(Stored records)

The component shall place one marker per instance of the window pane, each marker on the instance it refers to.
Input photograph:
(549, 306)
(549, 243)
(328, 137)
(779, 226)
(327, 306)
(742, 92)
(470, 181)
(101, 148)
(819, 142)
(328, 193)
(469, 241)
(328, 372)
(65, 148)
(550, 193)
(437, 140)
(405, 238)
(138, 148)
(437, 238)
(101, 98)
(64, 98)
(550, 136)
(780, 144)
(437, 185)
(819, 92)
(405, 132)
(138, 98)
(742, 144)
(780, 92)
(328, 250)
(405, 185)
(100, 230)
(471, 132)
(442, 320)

Action item: The records above should be given again in full, exactly as written.

Answer to this task:
The component shall place one marker per instance of the window pane, each marker on the instance it refers to.
Input photograph:
(549, 306)
(549, 243)
(328, 137)
(779, 226)
(327, 306)
(742, 92)
(470, 181)
(101, 148)
(819, 142)
(328, 193)
(469, 241)
(328, 372)
(65, 148)
(550, 193)
(437, 140)
(405, 238)
(138, 148)
(437, 238)
(101, 98)
(64, 98)
(550, 136)
(780, 144)
(437, 185)
(819, 92)
(405, 132)
(138, 98)
(742, 144)
(780, 92)
(328, 250)
(405, 185)
(100, 230)
(471, 132)
(442, 320)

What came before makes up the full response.